Work to be completed: Rewrite the items below, substituting "One box on each line" for each occurrence of "One box per line" and leaving everything else unchanged.

(Dataset entries)
start
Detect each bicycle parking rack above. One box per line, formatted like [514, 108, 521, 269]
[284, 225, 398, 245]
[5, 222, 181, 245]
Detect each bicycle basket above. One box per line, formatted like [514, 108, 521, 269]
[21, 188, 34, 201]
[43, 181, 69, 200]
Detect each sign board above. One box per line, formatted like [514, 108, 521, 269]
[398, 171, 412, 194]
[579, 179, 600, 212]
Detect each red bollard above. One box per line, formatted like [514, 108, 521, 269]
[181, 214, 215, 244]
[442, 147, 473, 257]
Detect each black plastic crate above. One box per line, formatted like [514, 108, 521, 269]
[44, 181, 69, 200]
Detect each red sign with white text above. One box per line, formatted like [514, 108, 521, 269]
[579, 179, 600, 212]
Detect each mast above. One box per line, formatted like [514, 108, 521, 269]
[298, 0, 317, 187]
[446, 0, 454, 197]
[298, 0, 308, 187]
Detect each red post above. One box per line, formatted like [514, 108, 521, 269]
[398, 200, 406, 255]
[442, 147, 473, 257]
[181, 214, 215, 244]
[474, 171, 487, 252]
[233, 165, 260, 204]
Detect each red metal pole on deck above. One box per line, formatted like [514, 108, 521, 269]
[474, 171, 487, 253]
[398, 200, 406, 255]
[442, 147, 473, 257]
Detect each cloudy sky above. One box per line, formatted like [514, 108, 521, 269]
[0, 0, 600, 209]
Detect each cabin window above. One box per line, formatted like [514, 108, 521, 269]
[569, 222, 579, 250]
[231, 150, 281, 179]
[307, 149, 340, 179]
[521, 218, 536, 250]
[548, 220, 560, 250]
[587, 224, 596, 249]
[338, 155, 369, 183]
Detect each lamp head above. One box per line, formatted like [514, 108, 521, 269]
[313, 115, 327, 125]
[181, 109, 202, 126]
end
Answer to the task:
Detect each bicycle parking rack above. One box on each line, formatted like [514, 108, 521, 269]
[284, 225, 398, 245]
[5, 222, 181, 245]
Detect each bicycle basket above. One box on each line, formatted like [514, 108, 521, 269]
[21, 188, 34, 201]
[43, 181, 69, 200]
Detect each sign board above. One box on each line, formatted like [514, 108, 521, 269]
[398, 171, 412, 194]
[579, 179, 600, 212]
Detect each red bollard above. One box on each line, formatted like [514, 108, 521, 269]
[181, 214, 215, 244]
[442, 147, 473, 257]
Detect each black plastic crate above. One box on each line, formatted like [514, 108, 521, 269]
[44, 181, 69, 200]
Detect each red sign with white text above. One box on each line, formatted like [514, 108, 521, 269]
[579, 179, 600, 212]
Detect each mast above. One box on each line, formatted like [514, 108, 521, 269]
[298, 0, 317, 187]
[446, 0, 454, 197]
[298, 0, 308, 187]
Detect each red post above. One box on each line, formatted like [514, 108, 521, 269]
[398, 200, 406, 255]
[442, 147, 473, 257]
[181, 214, 215, 244]
[474, 171, 487, 252]
[233, 165, 260, 204]
Detect each red metal pole on deck above. One box on each line, formatted like [514, 108, 521, 269]
[474, 171, 487, 253]
[398, 200, 406, 255]
[442, 147, 473, 257]
Detect each cloudy sky above. One box on each line, formatted like [514, 108, 521, 269]
[0, 0, 600, 209]
Detect each cabin window above. One box on each line, formatted like [514, 108, 521, 269]
[569, 222, 579, 250]
[231, 150, 281, 179]
[307, 149, 340, 179]
[521, 218, 536, 250]
[548, 220, 560, 250]
[587, 224, 596, 249]
[338, 155, 369, 183]
Detect each lamp head above. One box on each line, formatted like [514, 108, 521, 269]
[313, 115, 327, 125]
[181, 109, 202, 126]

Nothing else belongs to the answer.